§ **PROBLEM**
Please find each line in the records that contains the string "positive" and copy those lines out. Case counts.

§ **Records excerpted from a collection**
⁂

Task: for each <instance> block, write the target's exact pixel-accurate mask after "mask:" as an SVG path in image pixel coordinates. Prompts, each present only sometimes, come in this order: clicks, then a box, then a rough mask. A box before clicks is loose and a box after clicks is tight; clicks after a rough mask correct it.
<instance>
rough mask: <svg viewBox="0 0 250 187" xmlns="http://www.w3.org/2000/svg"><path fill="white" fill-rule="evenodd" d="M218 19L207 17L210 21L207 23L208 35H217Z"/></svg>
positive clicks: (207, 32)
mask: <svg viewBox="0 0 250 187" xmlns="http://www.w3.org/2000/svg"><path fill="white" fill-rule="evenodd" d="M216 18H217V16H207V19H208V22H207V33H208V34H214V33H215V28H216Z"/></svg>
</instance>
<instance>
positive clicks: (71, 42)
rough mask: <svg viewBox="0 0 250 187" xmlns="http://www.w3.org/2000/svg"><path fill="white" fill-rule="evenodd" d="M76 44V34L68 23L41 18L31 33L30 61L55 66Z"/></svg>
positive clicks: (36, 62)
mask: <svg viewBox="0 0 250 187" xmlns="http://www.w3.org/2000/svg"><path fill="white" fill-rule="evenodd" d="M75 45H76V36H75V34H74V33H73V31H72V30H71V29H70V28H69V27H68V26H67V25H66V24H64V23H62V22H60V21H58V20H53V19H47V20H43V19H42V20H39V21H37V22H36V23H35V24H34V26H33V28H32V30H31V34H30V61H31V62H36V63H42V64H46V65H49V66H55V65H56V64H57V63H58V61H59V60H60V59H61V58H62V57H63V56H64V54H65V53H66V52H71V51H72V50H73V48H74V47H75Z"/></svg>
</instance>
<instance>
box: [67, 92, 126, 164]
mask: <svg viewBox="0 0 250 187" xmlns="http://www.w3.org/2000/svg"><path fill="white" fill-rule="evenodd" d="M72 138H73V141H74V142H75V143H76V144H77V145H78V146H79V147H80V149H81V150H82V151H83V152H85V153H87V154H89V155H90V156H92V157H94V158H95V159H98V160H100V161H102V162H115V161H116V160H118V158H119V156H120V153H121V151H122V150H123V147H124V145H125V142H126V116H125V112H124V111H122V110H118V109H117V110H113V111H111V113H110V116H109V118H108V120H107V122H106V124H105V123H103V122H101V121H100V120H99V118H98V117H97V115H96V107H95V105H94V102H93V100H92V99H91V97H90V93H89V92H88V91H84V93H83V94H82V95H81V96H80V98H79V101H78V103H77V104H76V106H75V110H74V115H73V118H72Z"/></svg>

⁂

§ **SOLUTION FOR THIS PROBLEM**
positive clicks: (207, 32)
positive clicks: (71, 42)
positive clicks: (36, 62)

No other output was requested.